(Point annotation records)
+===+
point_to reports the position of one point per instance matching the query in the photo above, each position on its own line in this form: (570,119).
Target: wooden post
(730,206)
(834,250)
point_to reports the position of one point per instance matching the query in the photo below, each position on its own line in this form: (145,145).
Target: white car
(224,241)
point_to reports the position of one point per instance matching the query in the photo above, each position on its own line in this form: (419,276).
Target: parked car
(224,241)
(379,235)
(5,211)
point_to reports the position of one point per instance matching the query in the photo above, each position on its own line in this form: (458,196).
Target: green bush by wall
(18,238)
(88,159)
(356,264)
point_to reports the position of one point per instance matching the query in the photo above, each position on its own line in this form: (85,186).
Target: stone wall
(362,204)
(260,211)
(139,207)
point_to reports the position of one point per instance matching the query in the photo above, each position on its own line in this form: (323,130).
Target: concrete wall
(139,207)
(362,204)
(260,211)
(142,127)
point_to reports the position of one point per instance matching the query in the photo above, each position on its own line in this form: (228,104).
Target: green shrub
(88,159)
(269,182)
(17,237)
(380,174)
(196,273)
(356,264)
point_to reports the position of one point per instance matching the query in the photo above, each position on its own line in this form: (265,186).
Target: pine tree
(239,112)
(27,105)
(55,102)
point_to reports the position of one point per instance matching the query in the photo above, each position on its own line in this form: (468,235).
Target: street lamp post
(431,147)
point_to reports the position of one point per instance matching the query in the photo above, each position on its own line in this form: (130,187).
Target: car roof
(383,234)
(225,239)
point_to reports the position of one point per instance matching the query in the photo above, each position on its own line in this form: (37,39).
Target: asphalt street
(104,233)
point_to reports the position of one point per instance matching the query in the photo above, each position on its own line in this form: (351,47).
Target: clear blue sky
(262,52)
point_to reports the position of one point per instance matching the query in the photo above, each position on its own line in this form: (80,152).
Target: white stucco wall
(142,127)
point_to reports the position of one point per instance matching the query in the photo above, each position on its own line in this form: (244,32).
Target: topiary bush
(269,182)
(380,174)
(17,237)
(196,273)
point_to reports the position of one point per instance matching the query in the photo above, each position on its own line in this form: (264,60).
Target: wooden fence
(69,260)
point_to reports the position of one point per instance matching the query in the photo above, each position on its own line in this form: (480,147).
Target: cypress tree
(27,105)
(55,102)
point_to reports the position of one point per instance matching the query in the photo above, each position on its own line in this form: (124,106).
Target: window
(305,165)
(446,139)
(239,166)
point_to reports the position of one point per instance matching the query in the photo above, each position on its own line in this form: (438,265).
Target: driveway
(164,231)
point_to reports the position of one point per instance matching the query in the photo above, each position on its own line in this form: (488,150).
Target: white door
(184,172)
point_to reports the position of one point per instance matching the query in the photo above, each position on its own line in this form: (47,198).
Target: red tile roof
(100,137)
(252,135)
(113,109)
+===+
Problem to solve: Repeat the preceding lines exactly, please, every one of them.

Solution for this problem:
point_to reports the position of one point per instance matching the query in the photo above, each position on its own line in this form: (570,119).
Target: wooden post
(730,206)
(834,250)
point_to reports the position of one point per instance matching the query in the photo below, each position on its own line in this form: (145,145).
Target: white car
(224,241)
point_to reports the position of one point per instance matching the query in the photo above, each position on its own line in this form: (419,276).
Target: parked car
(224,241)
(379,235)
(5,211)
point_to reports the position of one point per instance matching the query in the photo above, each position on its own line in this form: (458,196).
Target: green bush by wall
(18,238)
(88,159)
(356,264)
point_to reports the position of one point per instance matching the query in the photo above, each position on its own line in this form: (85,186).
Target: stone wall
(362,204)
(260,211)
(139,207)
point_to reports the position of one point per instance matching the query in the photo above, each position on its own line in this form: (323,130).
Target: concrete wall
(139,207)
(362,204)
(260,211)
(142,127)
point_to reports the position of one point per instance matching the query in the photo above, each position on its own line in this form: (228,104).
Target: green shrub
(88,159)
(269,182)
(17,237)
(380,174)
(196,273)
(356,264)
point_to reports the position of one point per instance matching the query in the photo above, each position on its own line in this form: (265,186).
Target: pine tree
(239,112)
(27,105)
(55,102)
point_to reports the position of one point per instance matching the query in the photo above, each position on its own line in this form: (468,235).
Target: street lamp post
(431,147)
point_to reports the position of one point per instance matching the query in the photo above, each position on its own line in this form: (130,187).
Target: car roof
(383,234)
(225,239)
point_to reports the position of one point per instance matching the query in the photo above, each position on its own line in this form: (37,39).
Target: asphalt street
(104,233)
point_to reports the position of one point per instance matching the query in the photo above, each position on its own line in this form: (351,47).
Target: clear blue sky
(262,52)
point_to reports the position of one point per instance matching the query in the photo above, each position on its own line in this form: (80,152).
Target: white stucco wall
(142,127)
point_to reports the position of one point per instance matching the query in the photo above, each position on its own line in this form: (244,32).
Target: topiary bush
(269,182)
(380,174)
(17,237)
(196,273)
point_to reports the position of one point per instance matching the query in the photo above, each position on its own line in this form: (264,60).
Target: wooden fence
(69,260)
point_to reports the position of one point per instance matching the query in the photo above, each position on its own line in this form: (480,147).
Target: cypress tree
(27,105)
(55,102)
point_to reports the position of one point per instance matching the query in the photo above, each position on its own line in this form: (124,106).
Target: window
(305,165)
(446,139)
(239,166)
point_to reports the position of one point per instance matching the query in the photo above, each position on its own line in this form: (438,265).
Target: driveway
(164,231)
point_to reports the position of one point per instance matching the query in the photo above, each position on its own line in this form: (488,150).
Target: white door
(184,172)
point_to reports the position of one point per instance matching the query in the photo above, each position on its own line in this form: (47,198).
Target: red tile roof
(100,137)
(252,135)
(113,109)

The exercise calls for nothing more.